Belajar Ikhlas di Hari Raya ‘Iedul Adha

SEBAGAI hari besar Islam, Idul Adha yang tahun ini secara hitungan ilmu falaq jatuh pada tanggal 1 September 2017 hari ini, ummat Islam berkumpul pada pagi hari untuk melakukan Shalat Ied berjama’ah di Masjid-masjid hingga di tanah lapang, seperti ketika ‘Iedul Fitri.

Pada hari besar yang bersejarah ini pula dianjurkan bagi ummat Islam yang mampu untuk menyembelih hewan qurban, untuk memperingati peristiwa agung ketika Nabiyullah Ibrahim As rela mengorbankan putranya Ismail As untuk Allah, yang kemudian digantikan oleh-Nya dengan domba.

Sejenak izinkan pemikiran penulis iseng; bisa dibayangkan kalau peristiwa agung tersebut terjadi di zaman ini, dimana doktrin-doktrin pemikiran dan sistem dari dunia barat sudah demikian berkembang luas dan tidak sedikit yang telah diadopsi oleh Negara kita.

Bagaimana kalau seumpamanya peristiwa penyembelihan Nabi Ismail As oleh bapaknya Nabi Ibrohim As itu dibikin terjadi saat ini?

Bisa jadi banyak manusia sekarang yang menolaknya karena menganggap sebagai kekejaman, tidak manusiawi, melanggar HAM dan sebagainya. Alangkah sibuknya Kepolisian, Komnas HAM, aktivis HAM sedunia bahkan mungkin PBB yang ikut sibuk berupaya mencegah peristiwa ini terjadi. Hehehe…

Kalau menurut saya, kejam tidaknya suatu tindakan ada konteksnya, sebagaimana Nabi Khidir As mencekik anak kecil di hadapan Musa As. Semua terserah-terserah Allah. Bukankah Alam Semesta, kita dan semua isinya ini Milik-Nya?

# Entri yang tersedia:

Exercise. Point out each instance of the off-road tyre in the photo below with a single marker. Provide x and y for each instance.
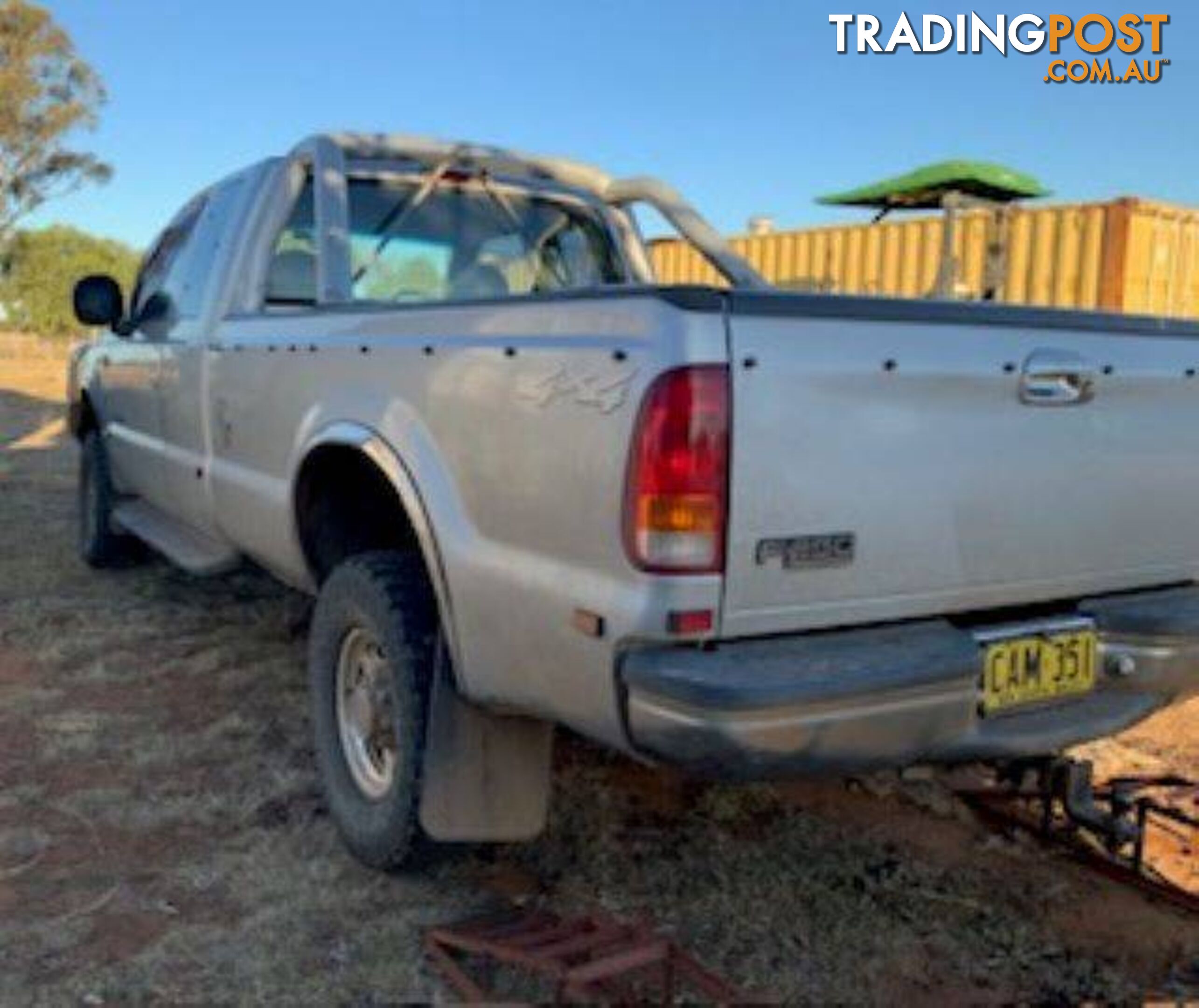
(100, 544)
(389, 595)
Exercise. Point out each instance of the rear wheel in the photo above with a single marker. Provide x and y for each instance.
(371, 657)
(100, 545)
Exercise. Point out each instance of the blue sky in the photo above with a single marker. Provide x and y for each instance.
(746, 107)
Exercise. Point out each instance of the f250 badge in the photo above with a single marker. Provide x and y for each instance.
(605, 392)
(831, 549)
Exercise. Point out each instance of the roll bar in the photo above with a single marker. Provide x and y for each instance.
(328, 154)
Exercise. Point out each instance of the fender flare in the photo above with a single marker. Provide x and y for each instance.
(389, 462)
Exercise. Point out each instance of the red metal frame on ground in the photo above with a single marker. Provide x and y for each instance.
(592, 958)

...

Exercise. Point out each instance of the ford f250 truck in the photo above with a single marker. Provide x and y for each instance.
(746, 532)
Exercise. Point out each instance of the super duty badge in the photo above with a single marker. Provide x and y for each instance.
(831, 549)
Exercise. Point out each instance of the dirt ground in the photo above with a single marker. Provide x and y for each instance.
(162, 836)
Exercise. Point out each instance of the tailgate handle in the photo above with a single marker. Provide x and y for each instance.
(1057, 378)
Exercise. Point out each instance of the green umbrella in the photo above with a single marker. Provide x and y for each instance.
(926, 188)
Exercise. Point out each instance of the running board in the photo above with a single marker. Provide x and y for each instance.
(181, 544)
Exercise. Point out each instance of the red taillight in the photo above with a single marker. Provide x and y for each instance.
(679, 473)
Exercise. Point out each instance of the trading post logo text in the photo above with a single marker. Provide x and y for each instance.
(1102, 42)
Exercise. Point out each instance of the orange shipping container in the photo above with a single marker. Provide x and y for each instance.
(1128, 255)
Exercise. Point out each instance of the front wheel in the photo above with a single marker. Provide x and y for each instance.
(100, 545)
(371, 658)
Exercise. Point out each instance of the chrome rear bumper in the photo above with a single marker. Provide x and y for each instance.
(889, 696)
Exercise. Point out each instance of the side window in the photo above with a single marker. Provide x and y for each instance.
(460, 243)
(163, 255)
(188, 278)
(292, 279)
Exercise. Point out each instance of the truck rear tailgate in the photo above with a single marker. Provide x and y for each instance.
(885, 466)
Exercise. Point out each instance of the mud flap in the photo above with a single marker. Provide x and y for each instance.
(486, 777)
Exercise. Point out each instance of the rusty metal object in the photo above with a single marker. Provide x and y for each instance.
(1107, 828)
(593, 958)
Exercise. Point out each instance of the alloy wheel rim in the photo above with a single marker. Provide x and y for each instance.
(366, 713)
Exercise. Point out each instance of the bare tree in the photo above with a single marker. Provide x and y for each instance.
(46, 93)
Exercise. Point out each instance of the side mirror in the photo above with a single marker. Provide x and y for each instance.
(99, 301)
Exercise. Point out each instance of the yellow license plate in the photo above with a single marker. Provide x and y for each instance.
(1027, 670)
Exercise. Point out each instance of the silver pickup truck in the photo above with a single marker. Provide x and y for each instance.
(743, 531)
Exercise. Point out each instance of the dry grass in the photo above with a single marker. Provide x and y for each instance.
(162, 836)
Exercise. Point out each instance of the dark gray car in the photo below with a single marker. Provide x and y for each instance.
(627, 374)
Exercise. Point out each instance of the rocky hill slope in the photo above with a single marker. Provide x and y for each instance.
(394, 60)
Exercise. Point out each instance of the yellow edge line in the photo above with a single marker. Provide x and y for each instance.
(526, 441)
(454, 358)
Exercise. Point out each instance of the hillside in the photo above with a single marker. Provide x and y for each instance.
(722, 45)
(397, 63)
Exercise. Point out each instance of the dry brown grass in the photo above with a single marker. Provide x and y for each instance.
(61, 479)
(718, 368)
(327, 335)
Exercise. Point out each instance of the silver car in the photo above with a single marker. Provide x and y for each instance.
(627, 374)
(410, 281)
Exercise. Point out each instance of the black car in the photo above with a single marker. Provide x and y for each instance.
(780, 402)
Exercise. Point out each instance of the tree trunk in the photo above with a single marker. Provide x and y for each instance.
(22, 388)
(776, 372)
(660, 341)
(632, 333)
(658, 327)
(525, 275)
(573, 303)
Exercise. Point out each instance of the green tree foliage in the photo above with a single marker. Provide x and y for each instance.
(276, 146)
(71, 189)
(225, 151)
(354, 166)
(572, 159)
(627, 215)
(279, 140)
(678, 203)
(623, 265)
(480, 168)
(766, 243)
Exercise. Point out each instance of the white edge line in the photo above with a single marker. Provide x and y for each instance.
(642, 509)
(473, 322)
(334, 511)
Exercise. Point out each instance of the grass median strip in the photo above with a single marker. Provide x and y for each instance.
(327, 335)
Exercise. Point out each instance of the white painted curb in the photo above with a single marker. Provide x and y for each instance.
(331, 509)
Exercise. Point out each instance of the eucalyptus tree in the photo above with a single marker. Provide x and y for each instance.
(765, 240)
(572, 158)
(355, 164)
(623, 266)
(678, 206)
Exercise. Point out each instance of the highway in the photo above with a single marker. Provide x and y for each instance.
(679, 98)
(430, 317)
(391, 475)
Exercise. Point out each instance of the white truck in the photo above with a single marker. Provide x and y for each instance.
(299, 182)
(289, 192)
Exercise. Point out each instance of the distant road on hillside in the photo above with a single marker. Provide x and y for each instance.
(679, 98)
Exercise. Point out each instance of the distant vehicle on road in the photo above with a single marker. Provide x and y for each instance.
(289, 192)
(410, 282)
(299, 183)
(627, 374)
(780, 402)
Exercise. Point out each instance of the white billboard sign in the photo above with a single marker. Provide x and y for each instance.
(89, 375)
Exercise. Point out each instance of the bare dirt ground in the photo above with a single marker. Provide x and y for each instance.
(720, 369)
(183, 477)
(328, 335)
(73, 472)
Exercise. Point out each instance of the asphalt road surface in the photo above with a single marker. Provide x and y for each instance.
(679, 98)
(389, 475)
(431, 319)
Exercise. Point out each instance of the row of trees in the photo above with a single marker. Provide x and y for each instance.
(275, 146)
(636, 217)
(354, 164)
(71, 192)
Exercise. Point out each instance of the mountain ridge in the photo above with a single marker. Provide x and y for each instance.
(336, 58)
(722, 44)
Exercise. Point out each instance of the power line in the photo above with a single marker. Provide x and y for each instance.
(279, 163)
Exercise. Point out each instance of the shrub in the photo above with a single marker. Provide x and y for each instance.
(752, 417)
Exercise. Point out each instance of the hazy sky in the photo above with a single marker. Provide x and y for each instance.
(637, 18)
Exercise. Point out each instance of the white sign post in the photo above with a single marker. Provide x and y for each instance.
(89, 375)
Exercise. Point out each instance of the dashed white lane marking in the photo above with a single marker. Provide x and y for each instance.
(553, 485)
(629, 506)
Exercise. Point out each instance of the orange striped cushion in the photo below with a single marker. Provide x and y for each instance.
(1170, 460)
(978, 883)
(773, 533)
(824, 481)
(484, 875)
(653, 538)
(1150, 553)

# Selesaikan tugas berikut:
a) Saring entri di atas dan salin setiap baris yang memuat kata "below", dengan membedakan huruf besar dan huruf kecil.
b) Tuliskan lanjutan kutipan tentang belajar ikhlas di Hari Raya Idul Adha, dimulai setelah kalimat terakhirnya.
Kutipan dan entri di atas diambil dari sumber yang berbeda.

# Kunci jawaban:
a)
Exercise. Point out each instance of the off-road tyre in the photo below with a single marker. Provide x and y for each instance.
Exercise. Point out each instance of the dark gray car in the photo below with a single marker. Provide x and y for each instance.
Exercise. Point out each instance of the orange striped cushion in the photo below with a single marker. Provide x and y for each instance.

b)
Selain ‘Iedul Adha, hari besar ini juga sering disebut Hari Raya Haji, ‘Iedul Qurban, atau Lebaran Haji, dan pada hari itu Allah memberi kesempatan kepada kita untuk lebih mendekatkan diri kepada-Nya. Bagi ummat Islam yang belum mampu untuk mengerjakan Ibadah Haji, maka kita diberi kesempatan untuk berqurban, yaitu dengan menyembelih hewan qurban sebagai simbol ketakwaan dan kecintaan kita kepada Allah SWT.

Berqurban Sebagai Bentuk Ketakwaan Kepada Allah SWT dan Kasih Sayang Sesama Manusia

Selain berqurban adalah upaya untuk mendekatkan diri kepada Allah SWT, bisa juga sebagai bentuk kepedulian kita kepada sesama manusia. Karena daging hewan qurban yang kita sembelih dibagikan kepada sesama utamanya fakir miskin yang mungkin jarang sekali untuk bisa mengkonsumsi daging karena tidak terjangkau oleh keadaan ekonominya.

Penyembelihan hewan kurban dilaksanakan pada tanggal 10 Dzulhijjah setelah Shalat ‘Iedul Adha, atau sampai dengan tanggal 13. Ketiga hari terakhir ini disebut dengan hari Tasyriq. Dan penyembelihan tidak boleh dilakukan sebelum pelaksanaan Shalat ‘Iedul Adha.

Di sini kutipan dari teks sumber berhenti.